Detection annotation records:
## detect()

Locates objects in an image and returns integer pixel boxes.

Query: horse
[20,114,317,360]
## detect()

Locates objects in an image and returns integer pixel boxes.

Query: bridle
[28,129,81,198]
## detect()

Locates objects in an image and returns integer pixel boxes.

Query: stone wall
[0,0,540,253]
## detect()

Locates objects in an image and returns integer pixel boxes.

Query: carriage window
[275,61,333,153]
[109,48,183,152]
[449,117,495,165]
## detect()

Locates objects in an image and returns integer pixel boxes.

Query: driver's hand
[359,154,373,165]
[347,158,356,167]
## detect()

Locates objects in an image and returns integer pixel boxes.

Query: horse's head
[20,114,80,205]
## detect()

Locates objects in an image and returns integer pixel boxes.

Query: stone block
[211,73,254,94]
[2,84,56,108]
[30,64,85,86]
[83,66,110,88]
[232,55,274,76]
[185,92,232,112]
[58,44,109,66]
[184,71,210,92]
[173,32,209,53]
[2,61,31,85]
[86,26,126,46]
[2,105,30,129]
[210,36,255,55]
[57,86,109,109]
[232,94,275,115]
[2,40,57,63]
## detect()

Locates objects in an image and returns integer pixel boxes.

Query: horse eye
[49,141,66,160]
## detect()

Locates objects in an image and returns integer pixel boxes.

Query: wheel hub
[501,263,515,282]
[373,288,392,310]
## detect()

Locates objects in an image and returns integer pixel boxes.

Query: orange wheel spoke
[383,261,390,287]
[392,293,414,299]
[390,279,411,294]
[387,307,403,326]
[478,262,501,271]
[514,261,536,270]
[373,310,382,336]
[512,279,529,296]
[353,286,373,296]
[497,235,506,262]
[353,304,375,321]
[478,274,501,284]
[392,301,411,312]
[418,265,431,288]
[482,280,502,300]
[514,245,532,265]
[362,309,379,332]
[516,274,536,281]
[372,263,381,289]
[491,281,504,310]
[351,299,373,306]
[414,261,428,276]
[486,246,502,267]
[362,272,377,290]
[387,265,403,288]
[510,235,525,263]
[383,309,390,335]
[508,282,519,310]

__EXERCISE TASK__: Lay out the lines as a Markdown table with the columns Row and Line, starting at the first line and stopping after the line that contains "[28,129,81,198]". Leave out blank lines.

__RESULT OF THE EXERCISE__:
| Row | Line |
|---|---|
| 1 | ## detect() |
| 2 | Locates objects in an image and returns integer pixel boxes. |
| 3 | Query: horse |
| 4 | [20,114,317,360] |
| 5 | ## detect() |
| 6 | Locates objects in an image and returns integer pixel boxes. |
| 7 | Query: bridle |
| 8 | [28,129,81,198] |